MATERIAL FOR THIS EXERCISE:

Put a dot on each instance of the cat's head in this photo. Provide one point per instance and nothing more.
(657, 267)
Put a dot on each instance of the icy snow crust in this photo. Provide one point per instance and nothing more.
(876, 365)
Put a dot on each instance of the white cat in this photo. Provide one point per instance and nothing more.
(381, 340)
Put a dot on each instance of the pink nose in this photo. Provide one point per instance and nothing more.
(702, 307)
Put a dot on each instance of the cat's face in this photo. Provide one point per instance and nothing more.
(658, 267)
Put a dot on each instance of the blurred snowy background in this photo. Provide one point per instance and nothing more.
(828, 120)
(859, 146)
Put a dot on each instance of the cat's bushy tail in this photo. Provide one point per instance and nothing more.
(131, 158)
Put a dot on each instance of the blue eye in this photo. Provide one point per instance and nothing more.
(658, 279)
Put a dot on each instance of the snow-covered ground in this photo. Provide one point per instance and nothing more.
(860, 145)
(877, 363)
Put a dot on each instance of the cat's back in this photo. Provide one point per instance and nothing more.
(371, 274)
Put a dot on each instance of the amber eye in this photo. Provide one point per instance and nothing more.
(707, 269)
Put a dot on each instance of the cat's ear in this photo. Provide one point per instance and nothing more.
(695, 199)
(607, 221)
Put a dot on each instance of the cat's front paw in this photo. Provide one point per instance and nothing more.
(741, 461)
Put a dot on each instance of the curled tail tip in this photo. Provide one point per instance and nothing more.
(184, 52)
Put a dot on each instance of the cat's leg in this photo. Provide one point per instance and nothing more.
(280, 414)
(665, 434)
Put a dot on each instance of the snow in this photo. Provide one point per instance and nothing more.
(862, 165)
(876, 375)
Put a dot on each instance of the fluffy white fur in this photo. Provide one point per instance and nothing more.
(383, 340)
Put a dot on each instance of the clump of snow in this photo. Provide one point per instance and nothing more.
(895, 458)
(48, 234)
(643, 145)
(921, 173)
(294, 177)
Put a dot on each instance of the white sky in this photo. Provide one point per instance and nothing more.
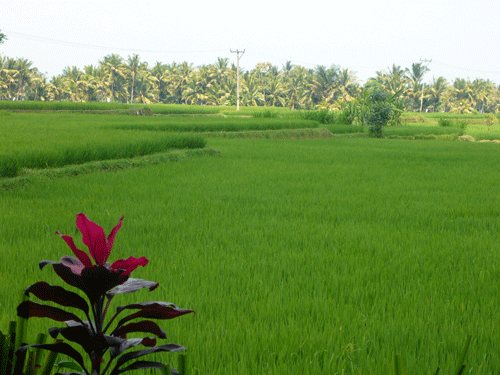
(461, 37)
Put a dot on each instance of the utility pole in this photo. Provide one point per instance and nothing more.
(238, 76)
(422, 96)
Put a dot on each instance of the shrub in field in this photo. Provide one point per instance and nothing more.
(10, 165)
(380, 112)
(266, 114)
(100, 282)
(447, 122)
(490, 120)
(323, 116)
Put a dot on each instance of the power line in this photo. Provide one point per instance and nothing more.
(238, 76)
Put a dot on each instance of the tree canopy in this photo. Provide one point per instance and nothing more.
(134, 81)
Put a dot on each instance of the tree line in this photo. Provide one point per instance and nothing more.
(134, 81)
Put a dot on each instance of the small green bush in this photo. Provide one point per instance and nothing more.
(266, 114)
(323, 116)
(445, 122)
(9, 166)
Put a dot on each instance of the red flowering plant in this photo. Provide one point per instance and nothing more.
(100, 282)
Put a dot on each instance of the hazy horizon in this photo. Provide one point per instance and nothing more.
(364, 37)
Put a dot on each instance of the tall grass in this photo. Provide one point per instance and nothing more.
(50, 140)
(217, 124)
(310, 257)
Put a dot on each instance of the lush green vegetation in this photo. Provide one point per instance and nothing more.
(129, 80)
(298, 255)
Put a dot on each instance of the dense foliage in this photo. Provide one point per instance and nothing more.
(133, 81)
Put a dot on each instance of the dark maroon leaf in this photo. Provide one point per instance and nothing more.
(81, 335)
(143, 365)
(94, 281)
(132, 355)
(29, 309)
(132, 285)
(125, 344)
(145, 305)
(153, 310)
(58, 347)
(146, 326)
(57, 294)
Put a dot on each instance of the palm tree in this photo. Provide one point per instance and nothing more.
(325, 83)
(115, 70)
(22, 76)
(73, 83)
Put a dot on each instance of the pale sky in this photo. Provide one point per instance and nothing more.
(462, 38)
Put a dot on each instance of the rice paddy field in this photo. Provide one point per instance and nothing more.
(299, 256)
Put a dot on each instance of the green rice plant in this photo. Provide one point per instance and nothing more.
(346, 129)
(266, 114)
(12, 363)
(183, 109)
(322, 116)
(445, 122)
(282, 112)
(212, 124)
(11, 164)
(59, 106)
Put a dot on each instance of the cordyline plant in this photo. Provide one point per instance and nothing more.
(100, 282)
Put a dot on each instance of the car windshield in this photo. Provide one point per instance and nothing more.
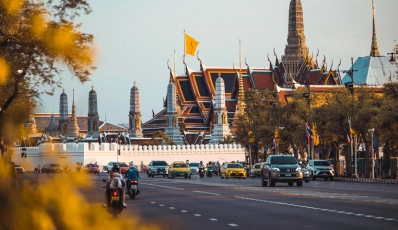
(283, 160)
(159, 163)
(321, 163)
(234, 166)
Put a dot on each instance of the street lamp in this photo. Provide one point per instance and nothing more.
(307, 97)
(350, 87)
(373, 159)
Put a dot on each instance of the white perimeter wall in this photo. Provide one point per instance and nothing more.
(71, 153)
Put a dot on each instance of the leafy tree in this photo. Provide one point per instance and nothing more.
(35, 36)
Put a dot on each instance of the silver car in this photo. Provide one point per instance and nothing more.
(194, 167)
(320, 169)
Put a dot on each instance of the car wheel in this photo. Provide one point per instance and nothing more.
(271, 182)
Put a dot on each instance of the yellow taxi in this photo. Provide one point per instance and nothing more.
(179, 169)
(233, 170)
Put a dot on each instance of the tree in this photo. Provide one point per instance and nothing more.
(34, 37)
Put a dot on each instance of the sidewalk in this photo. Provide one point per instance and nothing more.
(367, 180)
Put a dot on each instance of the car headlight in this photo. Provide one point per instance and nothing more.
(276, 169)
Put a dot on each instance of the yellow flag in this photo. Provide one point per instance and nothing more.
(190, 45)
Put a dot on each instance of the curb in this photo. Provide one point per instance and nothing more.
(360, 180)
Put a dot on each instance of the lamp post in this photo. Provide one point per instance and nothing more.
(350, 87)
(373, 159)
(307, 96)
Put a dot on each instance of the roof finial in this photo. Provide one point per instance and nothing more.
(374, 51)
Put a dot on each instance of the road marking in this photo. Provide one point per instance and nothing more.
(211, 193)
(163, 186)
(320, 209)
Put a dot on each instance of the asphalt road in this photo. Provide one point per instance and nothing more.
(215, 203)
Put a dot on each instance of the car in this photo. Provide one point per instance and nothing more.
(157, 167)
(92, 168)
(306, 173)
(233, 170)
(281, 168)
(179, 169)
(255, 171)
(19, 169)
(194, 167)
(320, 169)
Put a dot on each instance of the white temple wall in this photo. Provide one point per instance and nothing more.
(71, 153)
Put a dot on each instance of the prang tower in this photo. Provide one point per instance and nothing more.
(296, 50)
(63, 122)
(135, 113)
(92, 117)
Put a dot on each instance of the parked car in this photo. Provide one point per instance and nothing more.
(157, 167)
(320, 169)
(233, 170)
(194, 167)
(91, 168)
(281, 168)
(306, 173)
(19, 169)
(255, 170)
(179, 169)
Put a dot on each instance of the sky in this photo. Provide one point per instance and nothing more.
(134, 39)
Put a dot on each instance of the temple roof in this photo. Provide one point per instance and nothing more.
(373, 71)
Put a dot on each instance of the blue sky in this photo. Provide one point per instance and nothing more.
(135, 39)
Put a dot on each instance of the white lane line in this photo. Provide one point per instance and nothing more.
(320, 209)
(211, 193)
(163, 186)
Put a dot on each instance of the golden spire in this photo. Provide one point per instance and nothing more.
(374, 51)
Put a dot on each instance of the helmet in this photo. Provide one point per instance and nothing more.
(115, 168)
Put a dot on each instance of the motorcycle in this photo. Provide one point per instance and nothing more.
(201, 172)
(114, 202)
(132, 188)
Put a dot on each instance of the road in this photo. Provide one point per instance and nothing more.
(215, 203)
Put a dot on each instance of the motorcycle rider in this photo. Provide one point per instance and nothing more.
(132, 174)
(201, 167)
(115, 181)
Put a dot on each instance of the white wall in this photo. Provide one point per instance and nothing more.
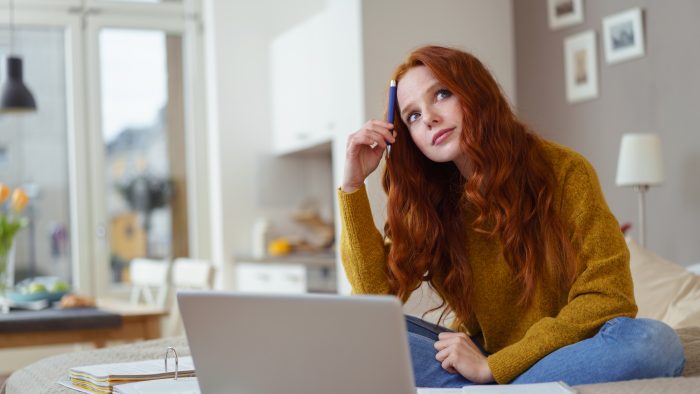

WHAT IS NEEDED: All the lines above must be written out exactly, without a single picture.

YOUR RESPONSE:
Put a dot on each instance of the cat's head in this photo. Provide one point per instance and nothing more.
(657, 267)
Put a dot on each instance of the icy snow crust in this photo. Provide one point per instance and nothing more.
(876, 365)
Put a dot on each instance of the white cat in this photo. Provide one point per instance and nothing more.
(381, 340)
Put a dot on each instance of the pink nose in this photo. Provide one point per instance and nothing more.
(702, 307)
Put a dot on each instance of the cat's face in this photo. Provide one point per instance and nothing more.
(658, 267)
Put a dot on each instance of the blurred snowy background in this photo. Provide one point per instance and nothing more.
(828, 120)
(859, 146)
Put a dot on each instance of the cat's bushy tail in this photo. Provide one point per instance and nothing more.
(131, 158)
Put a dot on each instance of the blue eye in this photo. Provide one point per instance and nothing more.
(658, 279)
Put a dot on each instance of the snow-covered ground in this photo. Provide one point per instance and nothing more.
(860, 145)
(877, 363)
Put a dot on each instance of the cat's back in this photo. Provide one point per instance and nothing more.
(371, 274)
Put a dot on each instance of the amber eye in this photo. Provide one point per instance and nothing more.
(707, 269)
Put a dot on each instance of the cat's ear in this photo. Provide one point per instance and nothing more.
(695, 199)
(607, 221)
Put a dot on each instance of the cat's front paw in this photo. Provide one point per instance and nothing more.
(741, 461)
Put a dot on each instance of the curled tail tip in this photo. Provide one point per instance and nothing more.
(184, 52)
Put a dot on each instance of the cat's leg in this photo. Provide one point per instance and nothing more.
(280, 414)
(665, 434)
Put a dot on each instance of the snow in this photo. Provide one point per instance and nothing more.
(862, 165)
(876, 375)
Put a dot on each instance of the fluffy white fur in this photo. Provide one point per instance and nothing more.
(383, 340)
Put a dot on each instance of the clump of snow in this photo. Provide one point per instance and nothing more.
(895, 458)
(48, 234)
(643, 145)
(921, 173)
(294, 177)
Put a dot on each instance of the white sky in this photo. Provide one point per instance and nothing more.
(461, 37)
Put a dot on each instance of the utility pole in this photo. Provide one point per instance and nothing more.
(238, 76)
(422, 96)
Put a dot on each instance of the shrub in field in this photo. Provide one point per instance and nothing more.
(10, 165)
(380, 112)
(266, 114)
(100, 282)
(447, 122)
(490, 120)
(323, 116)
Put a dot on each instance of the power line in this photo. Provide one point per instance and nothing more.
(238, 76)
Put a dot on each instance of the tree canopy in this photo. Provide one point per instance and nothing more.
(134, 81)
Put a dot on each instance of the tree line in this photo. Provide one point per instance and nothing more.
(134, 81)
Put a dot on each instance of the small green bush in this photo. Provide one point per instance and nothing more.
(266, 114)
(323, 116)
(445, 122)
(9, 166)
Put a dot on each instance of the red flowering plant in this photo. Provide one point per instance and nothing more.
(100, 282)
Put a dot on each instance of the hazy horizon in this photo. Provide one point per instance and nothing more.
(364, 37)
Put a dot on each instance of the tall grass in this photo. Provide one point per instance and nothing more.
(50, 140)
(217, 124)
(310, 257)
Put a dot on each instance of the lush green vegetation in this photo. Provide one point per instance and nothing more.
(129, 80)
(298, 255)
Put a dot on each instance of the dense foliage in this photo. Provide one point per instance and nothing more.
(133, 81)
Put a dot on each instance of the dark maroon leaf in this photo. Provide one point per instance and nothing more.
(81, 335)
(143, 365)
(94, 281)
(132, 355)
(29, 309)
(132, 285)
(125, 344)
(145, 305)
(153, 310)
(58, 347)
(146, 326)
(57, 294)
Put a dot on each instance of the palm tree in this photo. Provide one point per instance and nothing more.
(325, 83)
(115, 70)
(22, 76)
(73, 83)
Put a dot on each instance of the pale sky in this photo. Provide one point per instance and nothing more.
(462, 38)
Put a dot on each instance of the rice paddy field in this photo. Provide one point per instance and nothing more.
(299, 256)
Put a dot on each instance of the green rice plant in this photo. Provide one point per instance and nothing more.
(346, 129)
(266, 114)
(12, 363)
(183, 109)
(322, 116)
(445, 122)
(282, 112)
(212, 124)
(11, 164)
(59, 106)
Put a dot on each instance of the cordyline plant in this photo. Provide one point per instance and nothing more.
(100, 282)
Put a dot on each instance of the car windshield in this photo. Provide one point per instance and nothing more.
(283, 160)
(159, 163)
(321, 163)
(234, 166)
Put a dot on each instance of the street lamp in this photo. Provide one point per instance and nothing more.
(307, 97)
(350, 87)
(373, 159)
Put a dot on each instance of the white perimeter wall in this photo. Provide one point per instance and nothing more.
(71, 153)
Put a dot on each instance of the leafy tree in this photo. Provide one point per instance and nothing more.
(35, 36)
Put a dot on each instance of the silver car in this photo. Provide one point per instance and nothing more.
(194, 167)
(320, 169)
Put a dot on each instance of the car wheel in this photo. Provide one point per instance and nothing more.
(271, 182)
Put a dot on each instance of the yellow taxi in this photo. Provide one point per instance and nothing more.
(179, 169)
(233, 170)
Put a dot on each instance of the tree in this photo. Provide one point per instance and nothing more.
(34, 37)
Put a dot on each instance of the sidewalk in this photo. Provide one point per instance and nothing more.
(367, 180)
Put a dot on each instance of the car headlight in this photo. Provide one point per instance and nothing more.
(276, 169)
Put a dot on each instance of the yellow flag in this photo. Provide one point per instance and nothing more.
(190, 45)
Put a dot on each instance of the curb in this photo. Provide one point per instance and nothing more.
(360, 180)
Put a dot on each instance of the lamp post in this photo. Provide one point per instance and nothing more.
(350, 87)
(373, 159)
(307, 96)
Put a dot on each instance of the roof finial in this photo. Provide one point per instance and nothing more.
(374, 51)
Put a dot on each instance of the road marking in this photo. Provide one point per instance and nothing more.
(211, 193)
(163, 186)
(320, 209)
Put a dot on each instance of the asphalt road in this photo. Provide one point per instance and nothing more.
(215, 203)
Put a dot on each instance of the car in this photo. Provide one point per instance and nothing more.
(157, 167)
(92, 168)
(306, 173)
(233, 170)
(281, 168)
(179, 169)
(255, 171)
(19, 169)
(194, 167)
(320, 169)
Put a dot on each instance of the white temple wall in this photo. Provide one point per instance and nothing more.
(71, 153)
Put a dot on each instance of the prang tower in this photo. Provide one point per instance and nothing more.
(296, 50)
(63, 122)
(135, 113)
(92, 117)
Put a dot on each instance of the parked car in this photo. Provide one point per instance and nothing more.
(157, 167)
(320, 169)
(233, 170)
(194, 167)
(91, 168)
(281, 168)
(306, 173)
(19, 169)
(255, 170)
(179, 169)
Put a dot on each instance of the sky in this photo. Provide one point per instance and nothing more.
(134, 39)
Put a dot on each instance of the temple roof in this photo. Provide one point per instance and nothing more.
(373, 71)
Put a dot on each instance of the blue sky in this photo. Provide one point per instance and nothing more.
(135, 39)
Put a dot on each instance of the white lane line in this photo. Provide one point per instance and nothing more.
(320, 209)
(211, 193)
(163, 186)
Put a dot on each instance of the golden spire in this photo. Provide one point per instance and nothing more.
(374, 51)
Put a dot on each instance of the helmet in this photo. Provide one point per instance and nothing more.
(115, 168)
Put a dot on each instance of the motorcycle in this photo. Provide one point per instance and nothing more.
(201, 172)
(114, 202)
(132, 188)
Put a dot on each instance of the road in this photo. Provide one point per instance and nothing more.
(215, 203)
Put a dot on each instance of the motorcycle rider in this photo. Provide one point per instance and nothing more.
(132, 174)
(201, 167)
(115, 181)
Put a dot on each instance of the white wall in this photo. Provide one point per instance and nothing more.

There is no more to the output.